— Begin —

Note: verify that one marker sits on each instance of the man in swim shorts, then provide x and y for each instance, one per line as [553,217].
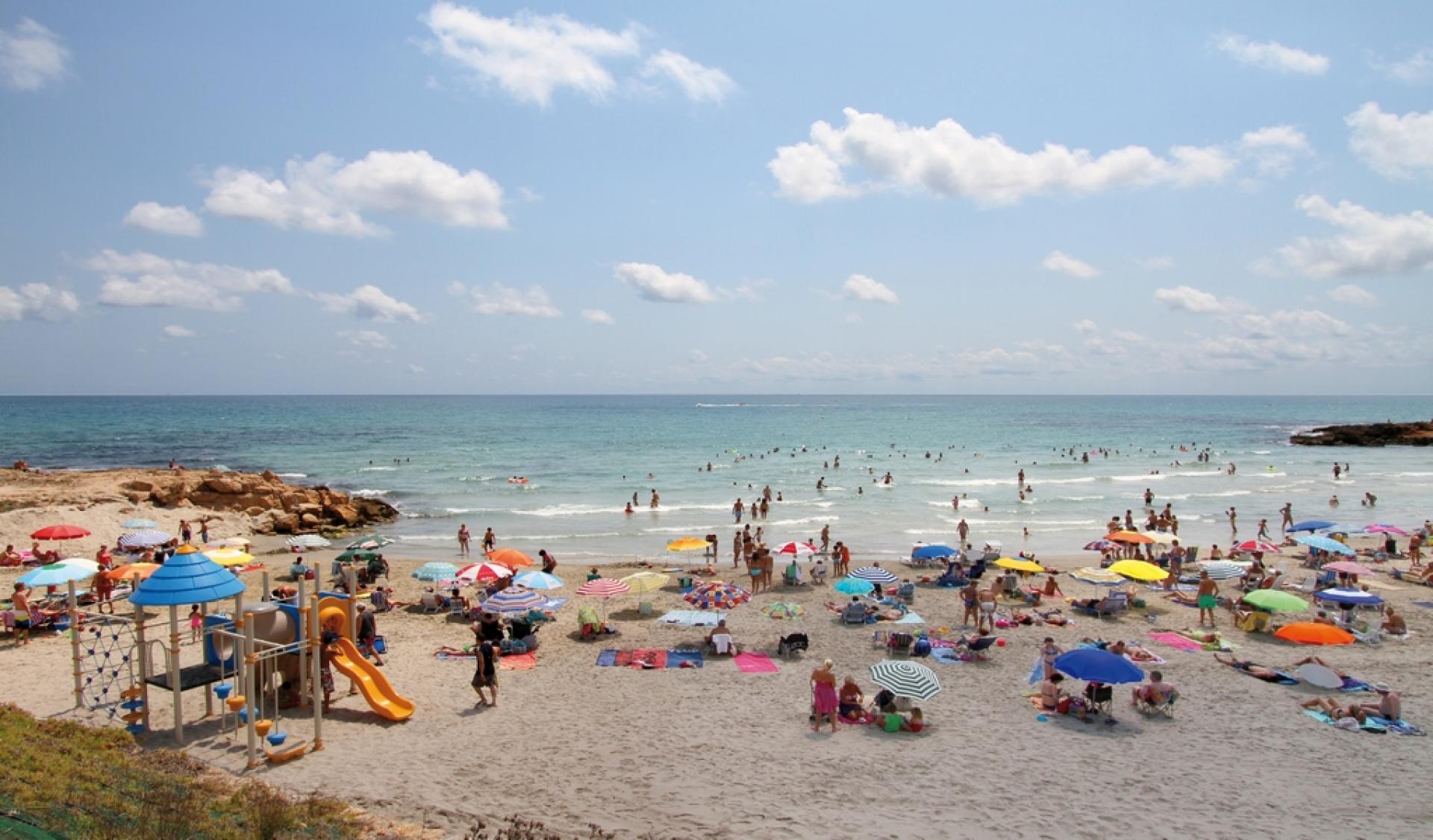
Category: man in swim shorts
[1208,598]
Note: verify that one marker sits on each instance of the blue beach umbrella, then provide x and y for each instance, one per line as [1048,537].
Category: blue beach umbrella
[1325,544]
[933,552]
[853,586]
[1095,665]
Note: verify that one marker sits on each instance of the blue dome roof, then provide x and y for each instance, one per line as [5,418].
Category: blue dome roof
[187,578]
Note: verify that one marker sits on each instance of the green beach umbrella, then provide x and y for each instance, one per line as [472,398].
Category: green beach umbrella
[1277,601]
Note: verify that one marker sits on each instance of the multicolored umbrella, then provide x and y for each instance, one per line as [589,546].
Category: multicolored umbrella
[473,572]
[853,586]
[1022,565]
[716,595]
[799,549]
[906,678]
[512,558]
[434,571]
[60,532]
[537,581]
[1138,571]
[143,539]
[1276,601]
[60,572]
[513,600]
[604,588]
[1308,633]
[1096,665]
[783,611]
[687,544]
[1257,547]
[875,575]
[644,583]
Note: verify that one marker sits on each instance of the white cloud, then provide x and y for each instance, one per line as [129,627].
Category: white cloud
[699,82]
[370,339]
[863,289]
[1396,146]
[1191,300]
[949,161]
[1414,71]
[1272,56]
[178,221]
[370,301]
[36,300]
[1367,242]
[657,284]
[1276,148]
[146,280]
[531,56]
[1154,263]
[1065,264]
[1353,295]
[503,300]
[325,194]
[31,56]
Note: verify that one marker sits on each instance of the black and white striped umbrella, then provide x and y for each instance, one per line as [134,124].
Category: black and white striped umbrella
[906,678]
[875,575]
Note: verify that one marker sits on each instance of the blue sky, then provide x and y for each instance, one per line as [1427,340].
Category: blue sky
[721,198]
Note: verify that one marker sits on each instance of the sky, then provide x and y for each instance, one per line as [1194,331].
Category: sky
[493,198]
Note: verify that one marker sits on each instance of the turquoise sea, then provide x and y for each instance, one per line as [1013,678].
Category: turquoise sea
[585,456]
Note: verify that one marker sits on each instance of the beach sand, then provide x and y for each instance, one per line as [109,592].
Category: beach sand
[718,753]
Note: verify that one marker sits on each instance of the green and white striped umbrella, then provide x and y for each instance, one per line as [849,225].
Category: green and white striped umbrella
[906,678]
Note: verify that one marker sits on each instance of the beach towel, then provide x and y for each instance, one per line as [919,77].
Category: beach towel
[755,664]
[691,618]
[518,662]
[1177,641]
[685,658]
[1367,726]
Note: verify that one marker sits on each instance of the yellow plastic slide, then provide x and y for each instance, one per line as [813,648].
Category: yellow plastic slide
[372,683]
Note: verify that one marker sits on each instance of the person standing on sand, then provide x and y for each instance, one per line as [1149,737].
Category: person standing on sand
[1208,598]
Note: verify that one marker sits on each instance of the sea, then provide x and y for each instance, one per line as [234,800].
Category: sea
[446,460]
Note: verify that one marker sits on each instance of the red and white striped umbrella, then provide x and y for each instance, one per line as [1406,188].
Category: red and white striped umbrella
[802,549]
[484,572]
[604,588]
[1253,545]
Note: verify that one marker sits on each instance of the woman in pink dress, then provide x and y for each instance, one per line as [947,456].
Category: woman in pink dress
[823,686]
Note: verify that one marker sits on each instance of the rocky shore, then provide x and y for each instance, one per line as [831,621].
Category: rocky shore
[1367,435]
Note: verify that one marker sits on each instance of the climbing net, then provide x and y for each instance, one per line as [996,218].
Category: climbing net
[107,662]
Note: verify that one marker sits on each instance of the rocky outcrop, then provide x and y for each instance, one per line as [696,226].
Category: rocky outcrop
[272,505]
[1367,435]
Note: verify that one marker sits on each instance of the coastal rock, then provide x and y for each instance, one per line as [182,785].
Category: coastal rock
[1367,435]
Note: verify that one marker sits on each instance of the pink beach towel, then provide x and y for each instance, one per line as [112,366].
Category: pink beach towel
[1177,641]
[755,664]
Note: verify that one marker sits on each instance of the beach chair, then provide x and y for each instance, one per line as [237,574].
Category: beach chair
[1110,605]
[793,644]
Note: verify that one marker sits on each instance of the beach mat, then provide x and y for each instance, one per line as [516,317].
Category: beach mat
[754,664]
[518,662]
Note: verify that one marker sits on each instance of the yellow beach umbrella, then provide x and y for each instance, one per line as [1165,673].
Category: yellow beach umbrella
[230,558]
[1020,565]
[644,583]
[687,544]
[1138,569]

— End —

» **EXERCISE INSTRUCTIONS**:
Rewrite the material with every "marker" changed to "dot" and nothing else altered. Leave out the pictures.

» **TASK ANSWER**:
Note: verify that one dot sits on each instance of the man in swim shorts, then provide x and y for each instance, one per line as [553,217].
Category: man in swim shorts
[1208,598]
Note: verify that one dot sits on each instance of the blue beach umbrella, then provide x and y for each instance, one per line as [1048,537].
Category: blue beach umbrella
[1325,544]
[933,552]
[853,586]
[1095,665]
Note: verify that one dot sits on each instance of the blue dome roof, then provide x and y for each instance, one per line as [5,418].
Category: blue dome roof
[187,578]
Note: verify that one dot sits on each instance of the green beach umbrella, then provide x and y for each instance, one per line as [472,398].
Category: green beach umbrella
[1277,601]
Note: verify that one dot sits on each instance of the multicolored umbrella, then provide x and y for each instance, one per line as [589,546].
Category: multicolored umbrella
[473,572]
[853,586]
[1022,565]
[716,595]
[799,549]
[906,678]
[512,558]
[434,571]
[60,532]
[537,581]
[1138,571]
[143,539]
[1276,601]
[60,572]
[513,600]
[604,588]
[1308,633]
[1096,665]
[783,611]
[687,544]
[1257,547]
[875,575]
[644,583]
Note: verify that one dot sits on each instance of the white cloud, then provide x and y for each instance, one per line as [129,627].
Category: white cloud
[699,82]
[370,339]
[863,289]
[1396,146]
[1191,300]
[949,161]
[1414,71]
[1272,56]
[178,221]
[370,301]
[36,300]
[1367,242]
[657,284]
[1276,148]
[146,280]
[531,56]
[1154,263]
[1065,264]
[1353,295]
[503,300]
[325,194]
[31,56]
Note: verify that one dot sits on each instance of the black and white striped umbrella, then provide x and y for each instance, one per line as [134,124].
Category: black and white striped umbrella
[906,678]
[875,575]
Note: verify that one dot sits on each instance of the blue sky, then provide x and y for each instance, one per line as [1427,340].
Category: blue sky
[721,198]
Note: verify that one dot sits on each instance of the sky, then provide x and y for each instance, one per line as [1194,331].
Category: sky
[493,198]
Note: verify that one dot sits on each instance of the turquoise sea, then provide x and y for each instance, one per line as [1013,678].
Category: turquoise sea
[585,456]
Note: verify that one dot sits on each instance of the beach sand, then provide x and y for each instance, one per line as [109,592].
Category: beach sand
[718,753]
Note: verify that one dot sits on each instance of the green and white striped umbrella, then provide x and y for each instance, one per line as [849,225].
Category: green and white striped umbrella
[906,678]
Note: verify that one dot sits on each instance of the beach towel, then provide x and y for each instance, one per line as [919,77].
Category: beach towel
[755,664]
[691,618]
[518,662]
[1177,641]
[685,658]
[1367,726]
Note: verify that one dot sits on each instance of the yellow plastic slide, then provide x and y for each instance, one per line as [813,648].
Category: yellow plastic slide
[372,683]
Note: verify that one dot sits on each instance of the person standing on sand, then provide x and y for each instance, one per line as [1149,737].
Category: person standing on sand
[1208,598]
Note: verify that one dot sits on each instance of the sea, then provide x and y for each instance, one per line as [234,800].
Category: sea
[446,460]
Note: verify that one dot sits on each instance of the red and white striped umbrella, then provide x and y for each instance, one per line as [1406,188].
Category: red and white striped umbrella
[802,549]
[484,572]
[604,588]
[1253,545]
Note: verify that one dot sits on each instance of the woman in pink dress, then provide x and y for each instance, one per line as [947,456].
Category: woman in pink dress
[823,686]
Note: verify that one dot sits on each instance of the rocky shore, then provide x and y for each instance, one per line as [831,621].
Category: rocky shore
[1367,435]
Note: verify that one dot sits on each instance of the climbing net, then provide x and y for each instance, one per line as [996,218].
Category: climbing net
[107,662]
Note: verify that one dot sits on each instance of the rocky outcrop, then provide x and y for each instance, one per line as [696,226].
Category: rocky outcrop
[272,505]
[1367,435]
Note: verify that one dot sits on each instance of the coastal rock, then provide x and y for each instance, one per line as [182,785].
Category: coastal rock
[1367,435]
Note: verify that one dot sits on each instance of the pink beach towel, then provide x and y for each instance, one per line as [112,366].
Category: pink beach towel
[1177,641]
[755,664]
Note: verify that one dot sits on each instance of the beach chair, then provide x and y for each instance, one per line as [237,574].
Category: beach chair
[1110,605]
[793,644]
Note: verify that one dot sits on each instance of the beach mat, then provide x and y for each instance, one per line as [516,317].
Category: beach mat
[754,664]
[518,662]
Note: verify that one dot sits on each instance of the yellow beach umbrella, then provide x and y for each instance, one per line as [1165,673].
Category: yellow beach umbrella
[230,558]
[1020,565]
[644,583]
[687,544]
[1138,569]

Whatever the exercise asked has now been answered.